De volta ao presente, Hamnet descobre nos seus primeiros momentos da narrativa o que é a solidão e o desespero ao achar que sua outra metade, sua irmã gêmea, pode falecer, mas é o filho que ainda tão jovem é vítima da peste. Agnes, com toda a sua sina de vidente, sempre soube que perderia um filho, ou melhor, uma filha, Judith, a criança que nasceu natimorta, sempre doente e que no início da narrativa está acamada, o que faz seu irmão Hamnet, de saúde de ferro, buscar por ajuda. É na reviravolta do destino que Agnes perde seu filho que nunca deveria ter partido, e que um dramaturgo processa o luto através da escrita de seu herói mais profundo, Hamlet.

O luto

Na grande tragédia Shakespeariana, o jovem Hamlet deve processar a perda de seu pai e, consequentemente, a perda de toda uma estrutura familiar. O seu tio usurpa o trono, agora é rei; a sua mãe, Gertrudes, desaparece da sua posição de mãe e mantém a coroa ao casar-se com o próprio cunhado. Hamlet perde junto à sua figura de admiração tudo o que conhecia como lar. O homem que foi ao novo mundo não reconhece mais a terra que o criou.

Hamlet é órfão, deve executar uma vingança, e por isso é tão atormentado. O fantasma de seu pai, materializado ou não, não o deixa. Tudo lembra o seu pai e o seu dever. A aparição que o atormenta, metaforicamente, pode ser encarada como a manifestação do luto do nosso herói.

Já com O’Ferrall, nossa heroína, Agnes, vive a perda de seu próprio filho, o desfragmentar da sua família, e a percepção de que o mundo continua, a natureza transforma-se a cada dia, o pão é feito toda manhã, suas filhas crescem, o tempo passa, mas a memória, ou o fantasma da criança, do homem, do que poderia ter sido continua a assombrar uma mãe. O peso da ausência, do luto de um filho e de um irmão é sentida por todos daquela família.

"Agnes é uma mulher em pedaços, e esses pedaços estão espalhados por todo lado. Não se surpreenderia se baixasse os olhos num dia qualquer e visse um dos pés num canto, um braço largado no chão, uma das mãos caída no corredor. Com as filhas dá-se o mesmo. O rosto de Susanna vive crispado, as sobrancelhas franzidas numa expressão que lembra raiva. Judith só chora, chora sem parar, silenciosamente; as lágrimas vazam dela e, ao que parece, jamais cessarão.

Como se haveria de saber que Hamnet era o alfinete que os prendia? Que sem ele todos se fragmentariam e desmontariam, como uma xícara quebrada no chão?"

O luto é sentido principalmente por Judith, a irmã gêmea e a outra parte de Hamnet. Entre as várias formas de sentir, temos o pesar de uma criança. A figura dos gêmeos no senso comum sempre trouxe uma ideia de subsistência, de que uma parte compõe a outra e de que só nessa composição é possível permanecer. É dentro desse pensamento que encontra-se Judith, agora sem o seu duplo; o que seria ela além de uma lembrança daquilo que tudo que Hamnet já foi? Semelhança física, gestos, um lembrete da ausência do outro.

• DADOS DO EXERCÍCIO
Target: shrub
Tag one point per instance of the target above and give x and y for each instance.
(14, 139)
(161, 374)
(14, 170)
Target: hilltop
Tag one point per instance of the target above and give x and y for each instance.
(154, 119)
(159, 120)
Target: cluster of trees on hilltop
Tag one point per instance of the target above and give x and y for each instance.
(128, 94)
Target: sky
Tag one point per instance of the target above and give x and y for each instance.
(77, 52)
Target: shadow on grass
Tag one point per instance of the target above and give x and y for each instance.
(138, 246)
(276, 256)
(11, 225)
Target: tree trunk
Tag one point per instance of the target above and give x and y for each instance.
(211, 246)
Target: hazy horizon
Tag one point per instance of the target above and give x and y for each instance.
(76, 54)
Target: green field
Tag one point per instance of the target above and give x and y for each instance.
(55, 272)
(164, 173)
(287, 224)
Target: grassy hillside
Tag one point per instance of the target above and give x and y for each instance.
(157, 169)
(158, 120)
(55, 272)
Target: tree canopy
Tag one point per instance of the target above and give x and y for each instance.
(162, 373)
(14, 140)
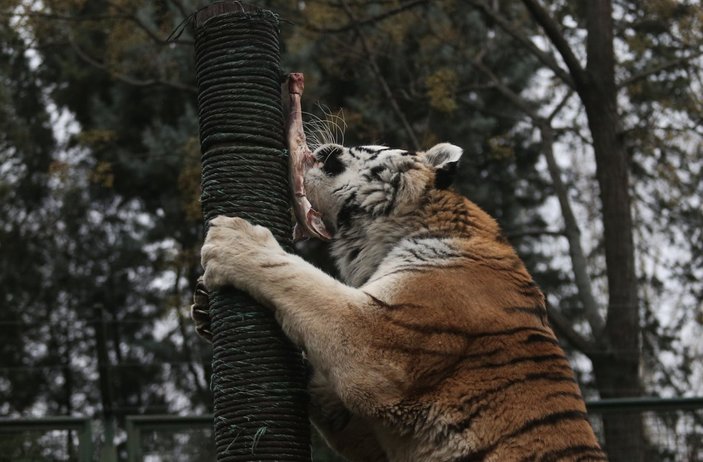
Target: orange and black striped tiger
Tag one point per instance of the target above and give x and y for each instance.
(436, 346)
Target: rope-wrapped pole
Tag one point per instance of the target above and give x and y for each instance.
(258, 379)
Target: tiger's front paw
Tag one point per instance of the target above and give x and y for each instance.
(233, 252)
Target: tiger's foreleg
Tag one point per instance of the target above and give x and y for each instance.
(326, 318)
(348, 434)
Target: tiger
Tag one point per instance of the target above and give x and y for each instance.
(433, 344)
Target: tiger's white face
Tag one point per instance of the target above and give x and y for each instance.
(374, 180)
(367, 196)
(437, 345)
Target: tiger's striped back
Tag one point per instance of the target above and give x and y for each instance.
(477, 373)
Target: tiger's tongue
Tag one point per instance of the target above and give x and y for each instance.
(308, 220)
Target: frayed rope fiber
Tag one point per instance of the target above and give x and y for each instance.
(259, 379)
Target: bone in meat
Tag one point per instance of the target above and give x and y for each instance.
(309, 221)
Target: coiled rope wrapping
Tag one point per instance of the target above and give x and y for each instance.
(258, 377)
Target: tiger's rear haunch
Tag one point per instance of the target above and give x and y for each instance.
(437, 348)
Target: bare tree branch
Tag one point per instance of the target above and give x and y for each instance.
(382, 81)
(125, 78)
(551, 29)
(155, 37)
(545, 58)
(563, 327)
(572, 231)
(533, 233)
(557, 109)
(573, 234)
(355, 24)
(657, 69)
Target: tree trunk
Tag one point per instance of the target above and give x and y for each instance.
(617, 371)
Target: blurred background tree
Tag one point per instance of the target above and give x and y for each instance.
(581, 124)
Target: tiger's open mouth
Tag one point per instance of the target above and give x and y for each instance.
(308, 220)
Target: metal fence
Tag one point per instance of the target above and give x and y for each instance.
(673, 430)
(50, 438)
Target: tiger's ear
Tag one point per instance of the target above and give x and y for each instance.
(444, 157)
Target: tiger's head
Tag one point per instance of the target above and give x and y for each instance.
(346, 184)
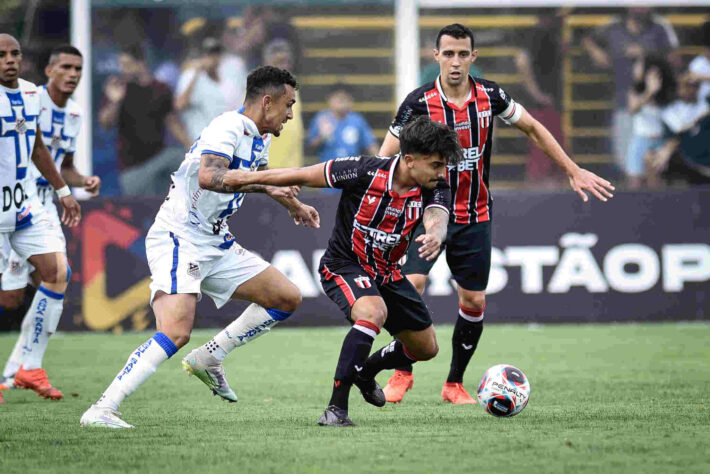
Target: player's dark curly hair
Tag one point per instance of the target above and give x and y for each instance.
(63, 49)
(455, 30)
(266, 78)
(424, 136)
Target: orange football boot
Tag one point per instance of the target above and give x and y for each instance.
(456, 394)
(36, 380)
(398, 385)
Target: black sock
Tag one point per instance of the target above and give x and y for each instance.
(388, 357)
(464, 343)
(353, 354)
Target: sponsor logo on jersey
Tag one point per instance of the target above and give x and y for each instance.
(379, 239)
(471, 155)
(363, 281)
(13, 196)
(134, 359)
(414, 209)
(193, 270)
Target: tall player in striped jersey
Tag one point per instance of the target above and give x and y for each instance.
(59, 120)
(468, 105)
(383, 200)
(24, 224)
(191, 251)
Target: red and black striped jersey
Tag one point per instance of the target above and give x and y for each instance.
(374, 224)
(474, 124)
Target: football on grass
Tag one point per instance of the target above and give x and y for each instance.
(504, 390)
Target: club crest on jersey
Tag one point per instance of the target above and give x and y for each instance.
(414, 210)
(363, 281)
(484, 118)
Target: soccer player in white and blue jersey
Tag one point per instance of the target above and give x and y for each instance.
(190, 250)
(59, 120)
(24, 225)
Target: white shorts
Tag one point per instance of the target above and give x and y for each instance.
(43, 236)
(179, 266)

• REQUISITOS DO EXERCÍCIO
**A.** Sem contar o trecho sobre o luto em Hamnet e Hamlet, em quantas linhas aparece a palavra "football"? Diferencie maiúsculas de minúsculas e responda apenas com o número.
**B.** Dê seguimento ao trecho sobre o luto em Hamnet e Hamlet a partir do ponto em que ele termina.

• RESPOSTAS DO EXERCÍCIO
**A.** 2

**B.**
"Como se chama, pergunta Judith à mãe, alguém que foi gêmeo, mas não é mais? A mãe, mergulhando um pavio dobrado, duplo, no sebo aquecido, faz uma pausa, mas não se vira.

 Quando uma mulher é esposa, prossegue Judith, e o marido morre, ela vira viúva. Quando os pais morrem, um filho vira órfão. Mas qual é a palavra para o que sou agora?

Não sei, responde a mãe.

Judith observa o líquido escorrer das extremidades dos pavios para dentro da tigela.

Talvez não exista uma palavra, sugere. Talvez, diz a mãe."

O romance brilha nas descrições das emoções, nas imagens que as palavras constroem, a natureza tem um pulsar no romance, descrita por sentenças tão bem escolhidas pela autora. No parto de Susana, a filha mais velha de Agnes, a floresta e a natureza surgem como a personificação de sua própria mãe, como se segurasse a mão de Agnes, uma terceira margem naquela história. Agnes abandona a todos, o único conforto de que ela precisa é da natureza, de sua mãe.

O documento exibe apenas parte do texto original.